►

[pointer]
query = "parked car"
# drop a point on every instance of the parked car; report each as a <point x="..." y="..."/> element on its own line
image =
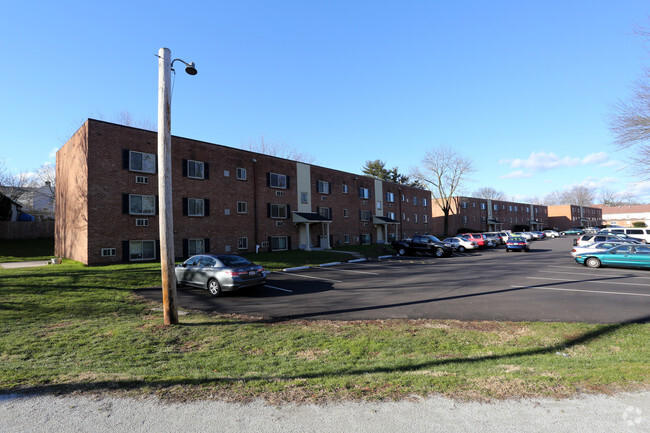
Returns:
<point x="634" y="232"/>
<point x="628" y="256"/>
<point x="517" y="243"/>
<point x="220" y="273"/>
<point x="583" y="240"/>
<point x="596" y="247"/>
<point x="422" y="244"/>
<point x="573" y="231"/>
<point x="476" y="237"/>
<point x="461" y="244"/>
<point x="527" y="235"/>
<point x="494" y="237"/>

◄

--- PROBLEM DESCRIPTION ---
Format the row above as a two-column CSV with the headers request and response, one line per row, putting its text and its answer each in a single quoted field with line breaks changed to spaces. Leave the picture out.

--- FINISHED TASK ---
request,response
"[pointer] query = ""parked car"" # drop a point on every instance of the parked car; report each as a <point x=""..."" y=""...""/> element on its own line image = Returns:","<point x=""634"" y=""232""/> <point x=""628"" y=""256""/> <point x=""517"" y=""243""/> <point x=""220"" y=""273""/> <point x=""583"" y=""240""/> <point x=""596"" y=""247""/> <point x=""422"" y=""244""/> <point x=""573"" y=""231""/> <point x=""476"" y=""237""/> <point x=""461"" y=""244""/> <point x=""527"" y=""235""/> <point x=""494"" y=""237""/>"